▶ **Problem details**:
Please pull out every line in the items below that contains the word "each". Letter case matters.

* Start Extracted information *

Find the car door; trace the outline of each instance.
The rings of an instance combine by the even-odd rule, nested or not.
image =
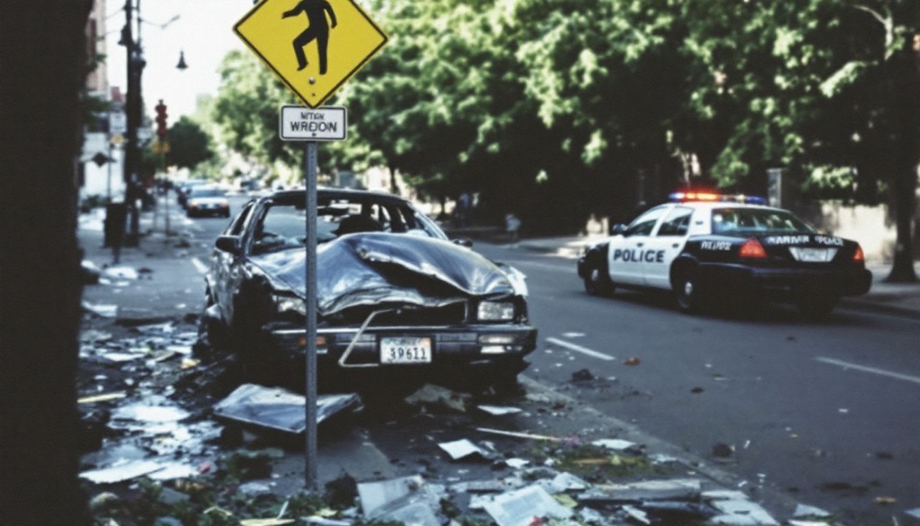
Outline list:
[[[243,248],[243,233],[254,207],[254,204],[246,205],[224,233],[225,236],[236,236],[240,238],[238,246],[241,250]],[[209,282],[213,287],[212,293],[216,298],[218,305],[220,305],[221,316],[225,321],[229,321],[233,315],[234,291],[232,290],[231,276],[235,272],[235,267],[239,264],[241,260],[242,257],[240,254],[233,254],[216,249],[211,258]]]
[[[639,215],[626,232],[611,238],[607,251],[611,281],[623,285],[645,285],[642,254],[650,234],[667,209],[668,205],[656,206]]]
[[[665,214],[661,225],[649,237],[646,251],[642,253],[647,286],[671,288],[671,263],[684,250],[693,216],[694,209],[690,206],[675,205]]]

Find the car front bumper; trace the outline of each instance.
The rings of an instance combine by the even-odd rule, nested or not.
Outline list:
[[[709,290],[756,294],[767,298],[858,296],[868,292],[872,273],[864,268],[811,269],[701,263],[701,284]]]

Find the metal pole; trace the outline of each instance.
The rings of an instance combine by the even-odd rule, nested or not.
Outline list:
[[[306,489],[316,489],[316,143],[304,149],[306,190]]]

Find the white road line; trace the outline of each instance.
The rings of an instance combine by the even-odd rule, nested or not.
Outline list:
[[[880,369],[880,368],[870,368],[870,367],[867,367],[867,366],[861,366],[861,365],[858,365],[858,364],[851,364],[849,362],[845,362],[845,361],[841,361],[841,360],[835,360],[834,358],[827,358],[827,357],[816,357],[814,359],[818,360],[819,362],[823,362],[825,364],[831,364],[831,365],[840,366],[840,367],[845,368],[854,368],[854,369],[857,369],[857,370],[861,370],[863,372],[870,372],[870,373],[873,373],[873,374],[879,374],[879,375],[881,375],[881,376],[887,376],[889,378],[893,378],[893,379],[897,379],[897,380],[906,380],[906,381],[913,381],[914,383],[920,383],[920,377],[910,376],[910,375],[906,375],[906,374],[901,374],[899,372],[891,372],[890,370],[885,370],[885,369]]]
[[[201,274],[206,274],[208,272],[208,265],[201,263],[201,260],[198,258],[191,258],[191,264],[195,265],[195,269]]]
[[[576,353],[581,353],[582,355],[587,355],[589,357],[600,358],[602,360],[612,361],[616,359],[610,355],[599,353],[597,351],[593,351],[587,347],[582,347],[581,345],[576,345],[575,344],[569,344],[569,342],[559,340],[558,338],[546,338],[546,341],[549,342],[550,344],[555,344],[557,345],[559,345],[560,347],[565,347],[569,350],[575,351]]]

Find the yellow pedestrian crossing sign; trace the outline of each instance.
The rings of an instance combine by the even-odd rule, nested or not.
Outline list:
[[[310,108],[386,43],[354,0],[262,0],[234,31]]]

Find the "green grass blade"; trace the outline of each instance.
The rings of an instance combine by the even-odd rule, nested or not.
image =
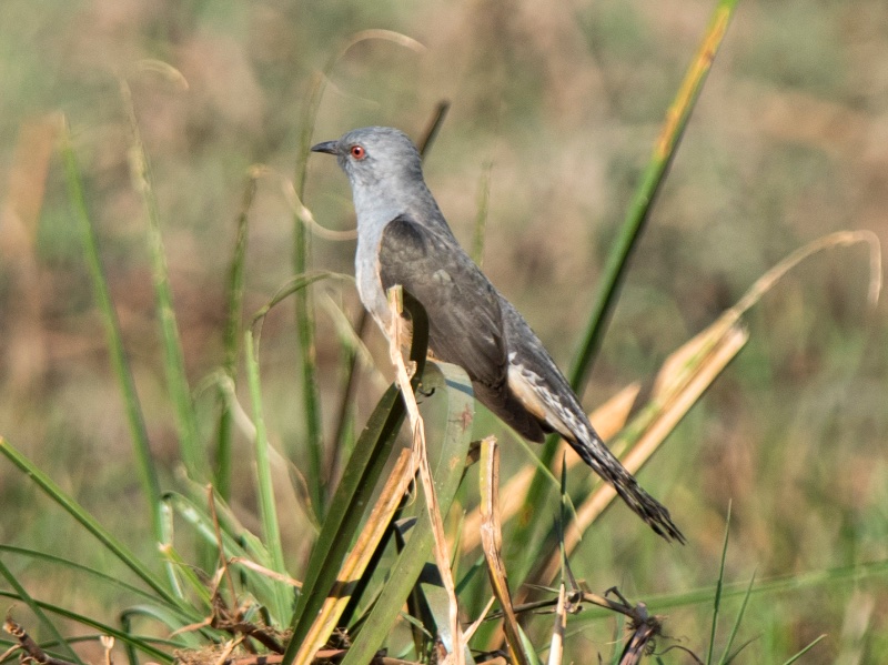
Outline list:
[[[413,379],[415,387],[425,369],[428,319],[422,306],[407,293],[404,293],[404,306],[413,319],[410,357],[416,363]],[[357,533],[364,508],[371,503],[373,490],[390,457],[405,414],[404,401],[397,387],[390,386],[376,404],[355,444],[330,504],[330,513],[324,518],[321,533],[312,548],[302,594],[293,616],[293,636],[284,653],[282,665],[293,663],[314,616],[336,581],[340,566]]]
[[[213,518],[199,503],[174,493],[168,494],[165,501],[183,520],[194,526],[198,536],[203,538],[208,546],[219,547],[219,537],[216,536]],[[258,563],[265,568],[272,567],[271,556],[256,536],[243,527],[232,530],[230,524],[226,525],[223,511],[220,510],[220,500],[216,500],[216,517],[219,518],[222,552],[226,560],[241,557]],[[238,564],[231,564],[231,567],[238,571],[239,578],[243,581],[245,588],[253,594],[259,603],[268,607],[274,607],[274,604],[280,602],[280,584],[251,568],[239,566]],[[282,624],[290,618],[289,607],[292,595],[287,593],[286,597],[285,613],[275,615],[275,619]]]
[[[441,454],[433,471],[441,514],[446,515],[460,487],[464,460],[472,439],[471,416],[474,414],[472,383],[460,367],[434,363],[430,364],[430,370],[423,377],[423,387],[435,389],[435,395],[443,393],[447,397],[446,429]],[[401,607],[428,561],[434,536],[428,512],[422,505],[425,500],[422,493],[420,495],[417,503],[421,505],[417,506],[418,517],[413,526],[413,533],[392,567],[397,574],[392,575],[385,584],[342,665],[369,663],[372,659],[373,654],[391,634]],[[446,625],[445,622],[438,628]]]
[[[89,566],[84,566],[79,563],[74,563],[73,561],[69,561],[67,558],[62,558],[61,556],[54,556],[52,554],[47,554],[46,552],[38,552],[36,550],[27,550],[24,547],[16,547],[13,545],[0,545],[0,553],[3,554],[11,554],[13,556],[23,556],[26,558],[33,560],[39,562],[41,565],[50,565],[50,566],[58,566],[62,570],[68,570],[71,573],[78,575],[84,575],[90,578],[90,588],[93,588],[93,582],[101,582],[102,584],[109,584],[119,591],[125,591],[127,593],[135,594],[145,601],[157,601],[157,596],[152,593],[147,592],[143,588],[138,586],[133,586],[132,584],[128,584],[115,577],[113,575],[108,575],[102,573],[101,571],[97,571],[95,568],[91,568]],[[44,568],[46,570],[46,568]],[[174,612],[178,611],[176,607],[172,607]],[[191,618],[186,617],[183,614],[179,614],[180,619],[188,622]]]
[[[749,603],[749,596],[753,594],[753,585],[755,582],[756,574],[753,573],[753,577],[749,580],[749,586],[746,587],[746,594],[743,597],[740,611],[737,613],[737,619],[734,622],[734,626],[730,628],[730,635],[728,635],[728,641],[725,644],[725,653],[722,655],[722,659],[718,661],[719,665],[727,665],[727,663],[730,663],[737,655],[736,653],[730,654],[730,647],[734,644],[734,639],[737,637],[737,632],[740,629],[740,622],[743,622],[743,616],[746,613],[746,606]],[[743,646],[740,648],[743,648]]]
[[[183,604],[183,601],[172,595],[167,586],[164,586],[164,584],[149,571],[123,543],[105,531],[105,528],[99,524],[92,515],[83,510],[79,503],[68,496],[48,475],[34,466],[28,457],[12,447],[2,436],[0,436],[0,453],[3,453],[10,462],[27,473],[50,498],[63,507],[68,514],[95,536],[109,552],[117,556],[123,565],[130,568],[142,582],[151,587],[160,599],[169,605],[185,611],[189,615],[192,614],[188,612],[188,607]]]
[[[0,598],[10,598],[12,601],[20,601],[18,595],[10,593],[8,591],[0,590]],[[161,663],[172,663],[173,656],[163,652],[155,646],[151,645],[148,639],[140,638],[124,631],[119,631],[108,624],[102,624],[89,616],[83,614],[78,614],[75,612],[71,612],[70,609],[65,609],[64,607],[59,607],[58,605],[52,605],[50,603],[43,603],[41,601],[34,601],[40,609],[44,612],[49,612],[57,616],[61,616],[62,618],[67,618],[73,622],[77,622],[81,625],[89,626],[93,628],[98,633],[103,635],[110,635],[111,637],[119,639],[123,644],[131,644],[133,647],[138,648],[140,652],[145,654],[148,657],[159,661]]]
[[[160,212],[151,177],[151,164],[142,143],[139,131],[139,121],[132,102],[132,93],[125,81],[121,81],[123,105],[130,121],[132,132],[132,150],[130,168],[135,189],[142,197],[142,205],[148,216],[148,241],[151,261],[151,276],[154,285],[158,319],[160,322],[161,337],[164,353],[164,367],[167,371],[167,385],[170,391],[173,412],[175,414],[179,445],[182,462],[188,474],[198,480],[209,480],[206,457],[198,436],[198,423],[194,405],[191,400],[185,361],[182,352],[182,342],[179,336],[179,326],[173,310],[173,296],[170,289],[170,274],[167,268],[167,256],[163,251],[163,235],[160,229]]]
[[[3,563],[2,558],[0,558],[0,575],[6,577],[7,582],[9,582],[9,585],[18,594],[18,596],[21,599],[21,602],[24,603],[26,605],[28,605],[28,607],[31,609],[31,612],[34,613],[34,616],[37,616],[37,618],[40,622],[40,624],[56,639],[58,645],[64,652],[65,656],[68,658],[70,658],[71,661],[73,661],[74,663],[79,663],[80,665],[83,665],[83,661],[81,661],[80,656],[77,655],[77,652],[74,652],[74,649],[71,648],[71,645],[68,644],[68,641],[64,637],[62,637],[62,634],[59,633],[59,628],[56,627],[56,624],[53,624],[49,619],[49,617],[46,615],[46,613],[40,607],[40,605],[38,605],[37,602],[26,591],[26,588],[21,584],[19,584],[19,581],[16,578],[16,575],[13,575],[12,571],[10,571],[7,567],[7,565]]]
[[[713,625],[709,629],[709,648],[706,652],[706,665],[713,662],[713,651],[715,649],[715,632],[718,627],[718,612],[722,608],[722,588],[725,584],[725,561],[728,556],[728,538],[730,536],[730,503],[728,503],[728,515],[725,518],[725,540],[722,543],[722,563],[718,566],[718,580],[715,584],[715,597],[713,599]]]
[[[609,314],[616,304],[619,284],[628,268],[629,255],[644,231],[656,193],[666,177],[668,165],[675,155],[682,133],[725,36],[737,0],[718,2],[700,49],[692,61],[685,80],[666,112],[660,135],[654,145],[642,181],[633,195],[618,234],[617,244],[608,255],[579,350],[567,374],[571,385],[577,392],[582,392],[581,389],[588,375],[592,361],[598,352]],[[539,453],[539,461],[546,467],[552,466],[557,440],[557,436],[549,436]],[[521,548],[516,553],[516,562],[512,566],[516,580],[524,580],[532,570],[533,562],[541,557],[539,550],[533,546],[528,547],[527,544],[545,542],[544,538],[536,536],[544,522],[537,511],[539,506],[546,505],[544,497],[548,483],[546,475],[537,471],[527,490],[526,507],[518,518],[521,526],[514,538],[516,543],[521,543]]]
[[[672,105],[666,111],[659,137],[654,144],[654,150],[642,175],[642,181],[635,189],[632,203],[617,236],[616,245],[608,254],[607,263],[598,283],[595,305],[579,344],[579,352],[571,367],[568,379],[575,391],[582,389],[592,366],[592,361],[598,353],[607,322],[616,305],[620,283],[628,269],[629,256],[645,230],[657,193],[666,179],[669,164],[675,158],[682,134],[706,82],[706,77],[712,69],[736,4],[737,0],[720,0],[716,6],[697,54],[685,73],[685,79]]]
[[[795,656],[791,656],[791,657],[790,657],[788,661],[786,661],[786,662],[784,663],[784,665],[793,665],[793,663],[795,663],[795,662],[796,662],[796,661],[798,661],[798,659],[799,659],[801,656],[804,656],[804,655],[805,655],[805,654],[807,654],[809,651],[811,651],[811,649],[813,649],[813,648],[814,648],[814,647],[817,645],[817,643],[818,643],[818,642],[820,642],[820,641],[821,641],[824,637],[826,637],[826,635],[820,635],[820,636],[819,636],[817,639],[815,639],[814,642],[811,642],[811,643],[810,643],[808,646],[806,646],[805,648],[803,648],[803,649],[801,649],[800,652],[798,652],[798,653],[797,653]]]
[[[271,567],[276,573],[286,574],[284,564],[284,550],[281,543],[281,525],[278,520],[278,508],[274,503],[274,486],[271,477],[271,463],[269,462],[269,436],[265,430],[265,416],[262,412],[262,390],[259,383],[259,354],[253,346],[253,332],[244,333],[244,349],[246,354],[246,381],[250,385],[250,399],[253,405],[253,424],[255,425],[255,460],[256,460],[256,490],[259,493],[259,513],[262,522],[262,535],[271,556]],[[283,585],[278,586],[275,615],[287,616],[290,597]]]
[[[241,341],[241,310],[243,306],[244,272],[246,266],[246,239],[249,211],[256,193],[256,174],[251,171],[241,202],[241,212],[238,215],[238,228],[234,238],[229,265],[228,286],[225,289],[225,328],[222,333],[222,344],[225,357],[222,370],[232,380],[238,376],[238,350]],[[224,500],[231,497],[231,446],[234,416],[229,396],[223,389],[219,389],[219,431],[215,445],[215,490]]]
[[[312,133],[317,108],[323,94],[324,78],[315,74],[305,101],[296,153],[295,188],[300,201],[305,191],[305,175],[309,167]],[[309,269],[311,235],[299,212],[293,215],[293,273],[303,274]],[[324,518],[326,480],[324,463],[324,433],[321,419],[321,395],[317,387],[317,366],[314,347],[314,305],[311,293],[302,289],[295,295],[296,343],[302,363],[302,414],[305,420],[305,445],[309,449],[309,471],[305,478],[317,522]]]
[[[99,239],[95,234],[92,218],[87,209],[83,180],[80,175],[74,150],[71,147],[70,131],[67,125],[63,129],[61,153],[62,161],[64,162],[65,180],[68,181],[68,195],[80,226],[80,239],[83,243],[83,254],[90,271],[93,296],[99,305],[102,323],[104,323],[109,355],[111,356],[114,375],[120,383],[120,391],[127,410],[127,422],[130,426],[133,446],[135,447],[137,467],[151,511],[151,526],[154,533],[154,540],[163,542],[164,534],[163,517],[161,515],[160,483],[158,482],[158,473],[154,467],[154,459],[151,455],[148,430],[145,427],[142,406],[139,402],[139,395],[135,392],[135,382],[132,377],[130,363],[127,360],[127,353],[123,349],[120,323],[111,301],[111,292],[108,288],[108,280],[99,254]]]

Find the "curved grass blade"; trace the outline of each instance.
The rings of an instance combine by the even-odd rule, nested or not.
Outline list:
[[[299,152],[294,183],[296,197],[303,200],[305,177],[309,167],[311,138],[317,108],[323,95],[323,78],[315,74],[311,82],[302,115]],[[293,215],[293,273],[302,274],[309,268],[311,252],[311,234],[299,212]],[[302,414],[305,420],[305,445],[309,449],[309,493],[317,522],[324,518],[326,496],[324,493],[324,433],[321,422],[321,395],[317,387],[317,367],[314,349],[314,306],[307,289],[301,289],[295,295],[296,344],[302,363]]]
[[[411,361],[416,363],[414,389],[425,367],[428,346],[428,319],[422,306],[408,294],[404,304],[413,320]],[[393,385],[383,394],[370,416],[345,466],[342,480],[330,504],[321,534],[314,544],[305,572],[302,595],[293,616],[293,637],[284,653],[283,664],[291,665],[300,645],[309,634],[314,617],[336,575],[361,524],[364,507],[370,504],[373,490],[382,475],[405,415],[404,401]]]
[[[101,312],[102,323],[104,323],[105,335],[108,337],[108,352],[111,356],[111,364],[114,367],[114,375],[120,383],[120,391],[127,410],[127,422],[130,426],[130,435],[132,436],[133,446],[135,449],[139,475],[151,510],[151,526],[154,533],[154,540],[160,543],[164,541],[160,483],[158,482],[158,473],[154,467],[154,459],[151,455],[151,447],[148,443],[148,430],[145,427],[142,406],[139,402],[139,395],[135,392],[135,382],[132,377],[127,352],[123,349],[120,322],[114,311],[114,304],[111,301],[108,279],[105,278],[104,268],[102,266],[102,260],[99,253],[99,239],[97,238],[92,219],[87,210],[83,181],[80,177],[80,168],[77,163],[74,150],[71,147],[71,135],[67,123],[64,123],[62,130],[61,153],[62,161],[64,162],[65,180],[68,181],[68,195],[74,209],[74,216],[80,225],[80,239],[83,243],[83,253],[87,266],[90,271],[93,296]]]
[[[405,293],[405,301],[407,294]],[[434,467],[435,491],[441,515],[450,510],[463,477],[465,455],[471,441],[474,413],[472,383],[460,367],[446,363],[430,364],[423,376],[424,390],[436,390],[447,396],[447,424],[443,446]],[[437,370],[437,371],[435,371]],[[424,504],[422,493],[417,503]],[[417,521],[404,550],[393,565],[397,571],[382,590],[373,609],[352,643],[343,665],[367,663],[391,633],[401,607],[426,565],[434,543],[432,522],[423,505],[417,506]],[[447,625],[445,622],[443,625]]]
[[[179,607],[189,616],[193,616],[192,611],[184,601],[174,596],[169,588],[137,558],[129,547],[109,533],[92,515],[83,510],[83,506],[65,494],[47,474],[34,466],[28,457],[12,447],[2,436],[0,436],[0,453],[3,453],[10,462],[27,473],[50,498],[63,507],[74,520],[85,527],[87,531],[94,535],[109,552],[117,556],[123,565],[130,568],[142,582],[150,586],[151,590],[158,594],[160,599],[174,607]]]
[[[740,623],[746,614],[746,606],[749,603],[749,596],[753,594],[753,585],[755,583],[756,574],[753,573],[753,576],[749,578],[749,586],[746,587],[746,595],[744,595],[743,603],[740,604],[740,611],[737,613],[737,618],[734,622],[734,626],[730,628],[730,635],[728,635],[728,641],[725,644],[725,652],[722,654],[718,665],[728,665],[728,663],[733,663],[734,658],[740,653],[740,651],[744,649],[747,644],[749,644],[748,642],[741,644],[734,653],[730,653],[730,647],[734,646],[734,641],[737,638],[737,632],[740,629]]]
[[[216,536],[213,518],[202,505],[185,496],[174,493],[169,493],[164,501],[172,505],[175,512],[181,515],[183,520],[188,521],[196,528],[198,535],[204,540],[208,546],[220,546],[220,538]],[[215,502],[216,515],[219,516],[221,513],[219,510],[221,501],[215,500]],[[271,556],[268,554],[256,536],[242,527],[236,532],[232,532],[231,525],[226,524],[225,520],[219,520],[219,526],[221,533],[222,553],[225,560],[231,561],[233,558],[239,558],[251,561],[258,563],[263,568],[271,570]],[[239,577],[243,581],[244,586],[250,591],[250,593],[252,593],[253,596],[255,596],[255,598],[263,605],[273,606],[273,603],[278,602],[282,593],[280,590],[281,585],[275,584],[268,576],[256,573],[246,566],[239,571]],[[279,622],[285,623],[289,621],[291,602],[292,598],[287,593],[286,601],[284,603],[284,614],[275,615],[275,618]]]
[[[77,655],[77,652],[74,652],[74,649],[71,648],[71,645],[68,644],[68,641],[64,637],[62,637],[61,633],[59,633],[59,628],[56,627],[56,624],[53,624],[49,619],[49,617],[43,613],[43,609],[40,607],[40,605],[37,604],[37,602],[28,593],[28,591],[19,583],[19,581],[12,574],[12,571],[10,571],[3,563],[2,558],[0,558],[0,575],[6,577],[7,582],[9,582],[9,585],[18,594],[21,602],[28,605],[29,609],[34,613],[34,616],[37,616],[40,624],[47,629],[47,632],[56,639],[57,644],[62,648],[64,655],[74,663],[78,663],[79,665],[84,665],[83,661],[80,659],[80,656]]]
[[[284,550],[281,543],[281,525],[278,520],[278,508],[274,503],[274,487],[271,477],[271,464],[269,463],[269,436],[265,430],[265,416],[262,412],[262,389],[259,383],[259,359],[253,347],[253,332],[248,330],[244,333],[244,349],[246,354],[246,381],[250,385],[250,399],[253,403],[253,424],[256,427],[255,434],[255,462],[256,462],[256,490],[259,493],[259,513],[262,521],[262,534],[265,546],[271,557],[271,568],[275,573],[286,575],[284,564]],[[286,617],[291,598],[287,590],[282,585],[275,585],[278,593],[274,598],[274,614],[278,617]],[[284,619],[285,621],[285,619]]]
[[[629,210],[623,221],[617,244],[608,254],[602,280],[598,283],[595,305],[579,344],[579,352],[571,367],[568,379],[575,391],[583,387],[592,361],[598,353],[610,313],[616,305],[620,283],[628,270],[629,258],[645,230],[657,193],[666,179],[669,164],[675,158],[682,134],[713,67],[713,61],[722,46],[736,6],[737,0],[718,2],[704,33],[703,42],[685,73],[685,79],[682,81],[672,105],[666,111],[666,118],[659,137],[654,143],[650,160],[642,175],[642,181],[635,189]]]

* End Extracted information *

▶ **Solution for this exercise**:
Find the car door; trace the outline of each instance.
Find the car front bumper; trace the outline of each instance.
Find the metal pole; trace the outline of each instance.
Find the white road line; trace the outline of each instance.
Find the yellow pedestrian crossing sign; trace the outline of each instance.
Find the "green grass blade"; trace the outline of each instance.
Find the "curved grass blade"; trace the outline of each instance.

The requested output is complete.